◆ Data items ◆
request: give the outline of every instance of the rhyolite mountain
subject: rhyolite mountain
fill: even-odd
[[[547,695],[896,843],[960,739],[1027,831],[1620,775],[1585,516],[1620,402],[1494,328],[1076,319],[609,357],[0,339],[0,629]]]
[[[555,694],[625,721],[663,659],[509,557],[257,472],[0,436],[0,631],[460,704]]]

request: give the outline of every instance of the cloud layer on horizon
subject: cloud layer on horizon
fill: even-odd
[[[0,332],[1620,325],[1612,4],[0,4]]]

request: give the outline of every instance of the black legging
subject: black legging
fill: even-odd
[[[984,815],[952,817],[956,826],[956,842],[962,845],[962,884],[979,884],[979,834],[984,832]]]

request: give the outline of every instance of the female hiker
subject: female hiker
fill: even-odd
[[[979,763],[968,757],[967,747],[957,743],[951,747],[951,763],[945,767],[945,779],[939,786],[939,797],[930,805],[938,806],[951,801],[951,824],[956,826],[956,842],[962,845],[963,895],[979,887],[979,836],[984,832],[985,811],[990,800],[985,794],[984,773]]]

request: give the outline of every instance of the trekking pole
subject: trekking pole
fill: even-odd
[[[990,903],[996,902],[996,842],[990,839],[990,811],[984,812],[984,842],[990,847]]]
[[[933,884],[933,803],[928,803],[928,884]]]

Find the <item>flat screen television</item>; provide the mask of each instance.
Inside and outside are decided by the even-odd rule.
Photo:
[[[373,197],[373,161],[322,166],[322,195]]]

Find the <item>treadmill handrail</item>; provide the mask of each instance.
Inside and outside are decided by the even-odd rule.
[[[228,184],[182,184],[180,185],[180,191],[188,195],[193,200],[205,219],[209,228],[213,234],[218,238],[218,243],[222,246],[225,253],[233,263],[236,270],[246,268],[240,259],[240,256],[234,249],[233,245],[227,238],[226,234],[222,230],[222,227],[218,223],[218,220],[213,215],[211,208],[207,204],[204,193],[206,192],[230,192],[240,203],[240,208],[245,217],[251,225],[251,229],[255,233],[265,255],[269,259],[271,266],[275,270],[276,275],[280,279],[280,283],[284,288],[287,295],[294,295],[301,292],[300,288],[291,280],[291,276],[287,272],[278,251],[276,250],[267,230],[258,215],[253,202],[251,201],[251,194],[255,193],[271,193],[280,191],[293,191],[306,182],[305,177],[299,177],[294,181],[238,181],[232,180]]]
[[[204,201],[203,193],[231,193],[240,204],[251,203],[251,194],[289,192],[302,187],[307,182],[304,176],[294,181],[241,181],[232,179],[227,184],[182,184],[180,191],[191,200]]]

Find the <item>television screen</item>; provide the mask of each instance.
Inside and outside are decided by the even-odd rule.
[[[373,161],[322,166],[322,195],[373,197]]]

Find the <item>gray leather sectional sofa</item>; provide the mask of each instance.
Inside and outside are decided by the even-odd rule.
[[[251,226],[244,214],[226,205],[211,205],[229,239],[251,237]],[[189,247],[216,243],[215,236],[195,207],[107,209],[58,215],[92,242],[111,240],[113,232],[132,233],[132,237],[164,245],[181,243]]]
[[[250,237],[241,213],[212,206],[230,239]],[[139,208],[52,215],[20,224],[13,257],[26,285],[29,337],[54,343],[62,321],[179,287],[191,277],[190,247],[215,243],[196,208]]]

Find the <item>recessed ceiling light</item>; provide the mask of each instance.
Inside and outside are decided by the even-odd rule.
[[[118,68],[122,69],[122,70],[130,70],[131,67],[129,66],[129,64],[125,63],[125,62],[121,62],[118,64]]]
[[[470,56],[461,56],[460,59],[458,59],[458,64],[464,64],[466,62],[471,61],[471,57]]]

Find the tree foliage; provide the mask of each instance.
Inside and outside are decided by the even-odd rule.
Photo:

◆ YOUR GOAL ◆
Which lines above run from the one containing "Find the <item>gray" down to the one containing "Find the <item>recessed"? Repeat exactly those, both ends included, and nothing else.

◆ RESPONSE ◆
Find the <item>gray leather sectional sofa</item>; provide the mask of each instance.
Inside and outside are decided by the even-odd rule.
[[[251,226],[244,214],[226,205],[211,205],[229,239],[251,237]],[[189,247],[216,243],[215,236],[195,207],[107,209],[58,215],[92,242],[111,240],[113,232],[132,233],[132,237],[164,245],[181,243]]]
[[[250,237],[241,213],[212,206],[230,239]],[[139,208],[52,215],[20,224],[13,257],[26,285],[29,337],[54,343],[62,321],[179,287],[191,277],[190,247],[215,243],[196,208]]]

Find the <item>recessed ceiling light</item>; provide the mask of each instance.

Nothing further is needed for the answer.